TEXT.
-- Opening Marker --
In 2001, Jan Null, a certified consulting meteorologist for the past 40 years with the Department of Meteorology & Climate Science at San Jose State University, began recording hot car deaths. Null conducted an experiment when he first began researching temperature levels of parked cars that are left to absorb heat on warm days. He placed a thermometer outside of the car that measured the natural outside temperature, and then placed one inside a car that had air conditioning on, but had just been parked and locked. The results were surprising.

In the first ten minutes, Null found that the temperature can rise 19°F (Fahrenheit) in a sitting parked car. When conducting the experiment at 70°F outside, he stated that the temperature inside the car rose to 89°F after ten minutes. Similarly, when he conducted the experiment starting with 90°F temperature, the car’s temperature rose to 109°F in just ten minutes. When commenting on his experiment, Null stated, "you get to these very high temperatures very rapidly. How hot it got was one surprise, but how fast it got to a deadly temperature was even more unexpected.” Null further explains that among medical professionals, 104°F is generally accepted as heat stroke range, and 107°F can prove fatal to the human body. According to Null, the temperature inside a parked car on an 80°F day can rise to 109°F just after 20 minutes!
-- Closing Marker --
EXERCISE DESCRIPTION. Pick up the passage on hot car temperatures after its last sentence and continue it.

RECORDS SUPPLIED.
-- Opening Marker --
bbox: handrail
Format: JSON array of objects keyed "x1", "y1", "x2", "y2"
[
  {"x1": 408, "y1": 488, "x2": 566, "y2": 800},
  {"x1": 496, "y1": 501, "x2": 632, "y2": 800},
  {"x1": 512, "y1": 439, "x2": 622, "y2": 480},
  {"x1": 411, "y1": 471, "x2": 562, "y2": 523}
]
-- Closing Marker --
ANSWER SECTION.
Hot Car Child Death

So, why is this increase in car temperature on a hot day important for child safety? Well, CNN also noted that “according to the Mayo Clinic, kids are far more susceptible to falling victim to summer heat because their bodies are not fully developed, thus rendering them less able to cope with extremely hot temperatures. Children's body temperatures rise five times faster than that of an adult’s. The danger of a rising temperature is that it can cause heatstroke. Heatstroke can result in permanent brain, heart or kidney damage, and even death. The temperature of the body rises because when a person is dehydrated, they lose their ability to sweat. That is, they lose their ability to rid their body of heat and cool themselves down, which results in the rapid increase of one’s body temperature.”

According to Jan Null, an average of 37 children die each year due to hot car related incidents. Since 1998, he states that 729 children have died of heatstroke after being trapped inside of cars.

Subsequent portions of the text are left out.